Your response should consist of the full data, set down exactly.

● ● ● ● ●

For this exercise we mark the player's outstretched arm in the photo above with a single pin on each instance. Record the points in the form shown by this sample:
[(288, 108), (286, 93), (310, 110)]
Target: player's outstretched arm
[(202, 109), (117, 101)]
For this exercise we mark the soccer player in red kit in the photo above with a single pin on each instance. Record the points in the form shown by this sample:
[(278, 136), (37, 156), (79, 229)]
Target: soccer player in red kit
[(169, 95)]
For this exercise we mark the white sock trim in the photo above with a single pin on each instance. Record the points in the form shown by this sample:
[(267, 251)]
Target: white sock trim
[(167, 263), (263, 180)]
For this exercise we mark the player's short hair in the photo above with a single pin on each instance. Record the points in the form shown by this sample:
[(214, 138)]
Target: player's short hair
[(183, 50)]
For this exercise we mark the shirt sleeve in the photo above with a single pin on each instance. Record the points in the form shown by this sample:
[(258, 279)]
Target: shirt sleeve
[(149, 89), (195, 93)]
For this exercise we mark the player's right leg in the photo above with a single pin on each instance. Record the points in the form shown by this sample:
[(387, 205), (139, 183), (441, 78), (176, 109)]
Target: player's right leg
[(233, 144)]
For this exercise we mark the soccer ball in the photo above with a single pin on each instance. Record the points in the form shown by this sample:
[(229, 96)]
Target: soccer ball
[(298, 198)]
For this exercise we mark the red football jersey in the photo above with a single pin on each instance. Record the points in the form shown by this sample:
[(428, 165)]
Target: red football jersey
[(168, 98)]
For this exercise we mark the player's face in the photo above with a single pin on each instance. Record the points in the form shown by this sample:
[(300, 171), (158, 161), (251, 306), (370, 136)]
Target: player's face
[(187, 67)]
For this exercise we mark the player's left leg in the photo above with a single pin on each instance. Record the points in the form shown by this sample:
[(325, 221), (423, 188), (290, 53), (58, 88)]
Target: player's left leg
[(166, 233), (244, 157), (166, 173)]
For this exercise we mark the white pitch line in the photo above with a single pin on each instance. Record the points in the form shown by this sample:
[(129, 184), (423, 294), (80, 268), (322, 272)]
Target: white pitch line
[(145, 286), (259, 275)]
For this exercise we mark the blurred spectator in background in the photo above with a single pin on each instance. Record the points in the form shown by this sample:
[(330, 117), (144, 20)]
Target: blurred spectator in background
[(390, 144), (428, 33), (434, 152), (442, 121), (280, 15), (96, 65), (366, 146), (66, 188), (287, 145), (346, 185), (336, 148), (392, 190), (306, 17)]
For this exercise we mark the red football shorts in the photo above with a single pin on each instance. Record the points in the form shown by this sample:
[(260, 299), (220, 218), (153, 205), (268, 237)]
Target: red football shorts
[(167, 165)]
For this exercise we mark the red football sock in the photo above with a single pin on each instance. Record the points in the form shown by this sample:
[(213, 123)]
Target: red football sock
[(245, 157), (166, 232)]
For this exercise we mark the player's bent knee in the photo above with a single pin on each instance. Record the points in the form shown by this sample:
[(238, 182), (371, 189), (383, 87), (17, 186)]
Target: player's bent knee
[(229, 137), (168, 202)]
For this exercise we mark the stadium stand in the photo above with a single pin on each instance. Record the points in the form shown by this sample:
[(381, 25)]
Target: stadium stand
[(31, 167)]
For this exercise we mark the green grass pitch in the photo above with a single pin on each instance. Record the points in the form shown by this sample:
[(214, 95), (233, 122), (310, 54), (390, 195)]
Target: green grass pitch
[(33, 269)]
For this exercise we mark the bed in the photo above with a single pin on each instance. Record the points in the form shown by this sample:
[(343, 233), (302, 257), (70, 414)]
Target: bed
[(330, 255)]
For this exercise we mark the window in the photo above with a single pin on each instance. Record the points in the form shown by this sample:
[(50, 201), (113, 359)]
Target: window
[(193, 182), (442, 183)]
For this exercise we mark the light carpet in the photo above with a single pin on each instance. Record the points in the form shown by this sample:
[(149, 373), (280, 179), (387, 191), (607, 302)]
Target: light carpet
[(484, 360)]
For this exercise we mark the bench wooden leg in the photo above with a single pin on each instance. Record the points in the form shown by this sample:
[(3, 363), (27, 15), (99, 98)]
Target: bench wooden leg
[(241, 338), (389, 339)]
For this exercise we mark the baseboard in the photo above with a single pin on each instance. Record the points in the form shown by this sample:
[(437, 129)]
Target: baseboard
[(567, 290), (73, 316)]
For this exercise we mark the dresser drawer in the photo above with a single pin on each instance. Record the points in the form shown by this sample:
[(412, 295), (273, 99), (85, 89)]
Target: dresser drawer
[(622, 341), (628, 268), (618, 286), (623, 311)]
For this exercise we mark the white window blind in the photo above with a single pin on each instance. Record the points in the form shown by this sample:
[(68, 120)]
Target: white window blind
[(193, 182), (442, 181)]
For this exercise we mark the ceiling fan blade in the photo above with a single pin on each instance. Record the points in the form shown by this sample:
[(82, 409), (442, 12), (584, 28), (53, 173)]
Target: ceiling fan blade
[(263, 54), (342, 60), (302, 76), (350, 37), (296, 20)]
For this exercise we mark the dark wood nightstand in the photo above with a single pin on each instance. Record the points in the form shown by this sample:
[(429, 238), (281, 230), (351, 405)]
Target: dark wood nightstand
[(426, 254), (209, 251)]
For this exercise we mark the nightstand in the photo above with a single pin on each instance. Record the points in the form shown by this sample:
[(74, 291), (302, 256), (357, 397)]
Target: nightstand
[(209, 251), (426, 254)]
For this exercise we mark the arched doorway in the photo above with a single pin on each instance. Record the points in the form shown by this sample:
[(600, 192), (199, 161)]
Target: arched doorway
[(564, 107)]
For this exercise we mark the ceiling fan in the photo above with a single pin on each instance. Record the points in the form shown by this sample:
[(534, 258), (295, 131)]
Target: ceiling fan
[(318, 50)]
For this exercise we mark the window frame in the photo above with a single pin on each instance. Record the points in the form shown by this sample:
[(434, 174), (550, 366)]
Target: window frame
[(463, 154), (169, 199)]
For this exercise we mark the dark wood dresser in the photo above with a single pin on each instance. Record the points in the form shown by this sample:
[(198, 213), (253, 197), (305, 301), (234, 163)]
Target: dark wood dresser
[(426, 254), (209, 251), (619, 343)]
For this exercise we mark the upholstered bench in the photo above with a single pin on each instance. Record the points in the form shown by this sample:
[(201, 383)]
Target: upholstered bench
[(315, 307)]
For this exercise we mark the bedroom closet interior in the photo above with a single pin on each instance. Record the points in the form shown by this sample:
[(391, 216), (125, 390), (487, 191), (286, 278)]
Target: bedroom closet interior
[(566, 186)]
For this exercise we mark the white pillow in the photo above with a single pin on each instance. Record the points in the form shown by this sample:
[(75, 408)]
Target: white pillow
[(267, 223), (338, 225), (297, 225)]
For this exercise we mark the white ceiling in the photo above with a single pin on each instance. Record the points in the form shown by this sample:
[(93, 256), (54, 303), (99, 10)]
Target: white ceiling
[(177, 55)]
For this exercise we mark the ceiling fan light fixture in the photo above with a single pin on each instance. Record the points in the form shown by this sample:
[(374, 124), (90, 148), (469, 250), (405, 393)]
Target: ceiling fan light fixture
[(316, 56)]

● ● ● ● ●

_Solution to the exercise_
For this exercise we mark the player's outstretched arm in the photo above with a single pin on each instance. Record the points in the form shown by this sample:
[(288, 108), (286, 93), (310, 110)]
Target: player's outstretched arm
[(202, 109), (117, 101)]
For this exercise we mark the soccer player in red kit in the photo above with a single pin on each instance. Record the points in the form shown by this sample:
[(278, 136), (37, 156), (79, 229)]
Target: soccer player in red kit
[(169, 95)]
For this exercise we mark the white sock trim in the photo above with a single pin on each instance. Record the points in the form shown by this sample:
[(267, 251)]
Target: white sock trim
[(167, 263), (263, 180)]
For this exercise we mark the player's short hair in the photo above with a single pin on each instance. Record the points in the form shown by this sample:
[(214, 138)]
Target: player's short hair
[(183, 50)]
For this exercise we mark the shirt sleeve in the photo above with a single pin on each instance. Record the points in the form shown by this sample:
[(258, 279)]
Target: shirt sleeve
[(149, 89), (195, 93)]
For this exercise we mark the player's right leg in the photo above with a single pin on each instance. Record the points in the form shown by this sample:
[(387, 205), (139, 183), (441, 78), (176, 109)]
Target: player's right leg
[(233, 144)]
For this exercise we mark the soccer ball in the photo above with a single pin on each instance. Record the points in the form shown by this sample:
[(229, 96)]
Target: soccer ball
[(298, 198)]
For this exercise we mark the red football jersey in the photo above with a single pin on each instance. Record the points in the form shown by this sample:
[(428, 165)]
Target: red football jersey
[(168, 98)]
For this exercise we mark the player's face in the photo above with a single pin on each instance. Record the points in the form shown by this sample:
[(300, 171), (158, 161), (251, 306), (370, 136)]
Target: player's face
[(187, 67)]
For this exercise we mark the player's left leg in the photo above with a single pin on each instance. Record the points in the form shown by this sample:
[(325, 221), (423, 188), (290, 53), (58, 88)]
Target: player's left leg
[(166, 233), (244, 157), (166, 173)]
For this exercise we mark the white pitch line in the photo above with a single pin on each instance. Record the points in the form shown by this sample:
[(129, 184), (423, 294), (80, 268), (322, 272)]
Target: white pitch line
[(145, 286), (259, 275)]
For this exercise we mark the blurred spectator in background in the photo above with a single pin on each instance. Record the points in the form shown by this sample:
[(330, 117), (144, 20)]
Target: blurred spectator in background
[(390, 144), (428, 33), (434, 152), (442, 121), (280, 15), (96, 65), (366, 146), (66, 188), (287, 145), (346, 185), (336, 148), (392, 190), (306, 17)]
For this exercise we mark the red football shorts in the photo above with a single pin on each instance. Record the points in the form shown by this sample:
[(260, 299), (220, 218), (153, 205), (268, 237)]
Target: red football shorts
[(167, 165)]
For this exercise we mark the red football sock in the photo above with a single pin on each instance. Record the points in the form shown by this sample:
[(213, 123)]
Target: red football sock
[(245, 157), (166, 232)]
For this exercise we mark the player's bent knee in the photo above with a single pin on each instance. Record the points in the form shown by this sample:
[(238, 182), (371, 189), (383, 87), (17, 186)]
Target: player's bent knee
[(229, 137), (168, 202)]
For this exercise we mark the stadium stand in the photo above with a single pin on each instance. Record the points in the form shown by this sample:
[(381, 25)]
Target: stadium stand
[(31, 167)]
For this exercise we mark the green grass pitch in the photo above with a single pin on each instance. Record the points in the form shown by this sample:
[(214, 95), (233, 122), (310, 54), (390, 195)]
Target: green grass pitch
[(33, 269)]
For this exercise we mark the bed in the photo above with a single pin on each instance. Record the points in the form shown by this sample:
[(343, 233), (302, 257), (70, 414)]
Target: bed
[(330, 255)]
For this exercise we mark the window in the photo above with a single pin on each instance. Record the points in the form shown by this sample:
[(50, 201), (113, 359)]
Target: window
[(193, 182), (442, 183)]
For this exercise we mark the light carpet in the photo above with a single pin on each instance. Record the points in the form shown by this sample:
[(149, 373), (280, 179), (387, 191), (607, 302)]
Target: light carpet
[(484, 360)]
For this exercise we mark the bench wooden leg in the photo above with a single pin on each instance. Record the points in the form shown by this sample:
[(3, 363), (27, 15), (99, 98)]
Target: bench wooden leg
[(241, 338), (389, 339)]
For this exercise we mark the baseboard in the photo above with a single pin on each instance. Record the points in the form shown by this sample:
[(437, 129)]
Target: baseboard
[(567, 290), (73, 316)]
For this exercise we mark the dresser drawer in the photo above with a single pin on each instance. Record the points in the form shown by this sample:
[(412, 295), (273, 99), (85, 89)]
Target: dresser drawer
[(622, 341), (628, 268), (618, 286), (623, 311)]
For this exercise we mark the white window blind in the photo above with a single pin on each instance. Record the points in the form shown by this sample:
[(68, 120)]
Target: white window blind
[(193, 182), (442, 181)]
For this exercise we mark the ceiling fan blade in the photo above with a single pin on each instance. Record the points in the form shown by this sample:
[(82, 409), (442, 12), (584, 28), (53, 173)]
Target: ceiling fan blade
[(263, 54), (342, 60), (302, 76), (350, 37), (296, 20)]
For this exercise we mark the dark wood nightstand in the photo above with a single pin on each instance. Record the points in the form shown by this sample:
[(429, 238), (281, 230), (351, 405)]
Target: dark wood nightstand
[(426, 254), (209, 251)]
For this exercise we mark the nightstand in the photo above with a single pin on each instance. Record the points in the form shown by this sample:
[(74, 291), (302, 256), (357, 397)]
Target: nightstand
[(209, 251), (426, 254)]
For this exercise we mark the arched doorway in the photo above with a single pin on each instance. Record the points in the form shown by this sample:
[(600, 192), (199, 161)]
Target: arched doorway
[(564, 107)]
For this exercise we mark the ceiling fan in the photo above with a single pin on each instance. Record the points in the form shown by this sample:
[(534, 258), (295, 131)]
Target: ceiling fan
[(318, 50)]
For this exercise we mark the window frame in the photo above with a single pin on each instance. Record the points in the form shown by this sample:
[(434, 174), (550, 366)]
Target: window frame
[(463, 154), (169, 199)]
For this exercise we mark the dark wood dresser in the photo above with a single pin on each instance. Record the points in the form shown by this sample:
[(198, 213), (253, 197), (305, 301), (234, 163)]
Target: dark wood dresser
[(426, 254), (209, 251), (619, 343)]
For this exercise we mark the upholstered bench in the photo above with a single pin on each instance. Record the points in the form shown by this sample:
[(201, 383)]
Target: upholstered bench
[(315, 307)]
For this exercise we mark the bedroom closet interior in the photo above with a single pin on each instance. Record the points in the form shown by this sample:
[(391, 216), (125, 390), (487, 191), (286, 278)]
Target: bedroom closet interior
[(566, 186)]
For this exercise we mark the white pillow in the photo above with a single pin on each instance. Record the points in the form shown by this sample:
[(75, 408)]
Target: white pillow
[(267, 223), (338, 225), (297, 225)]
For this exercise we mark the white ceiling in the photo above with a single pin on each instance. Record the points in the form shown by this sample:
[(93, 256), (54, 303), (99, 10)]
Target: white ceiling
[(177, 55)]
For this exercise we mark the ceiling fan light fixture in the photo above with a single pin on each instance. Record the points in the form shown by this sample:
[(374, 124), (90, 148), (469, 250), (405, 393)]
Target: ceiling fan light fixture
[(316, 56)]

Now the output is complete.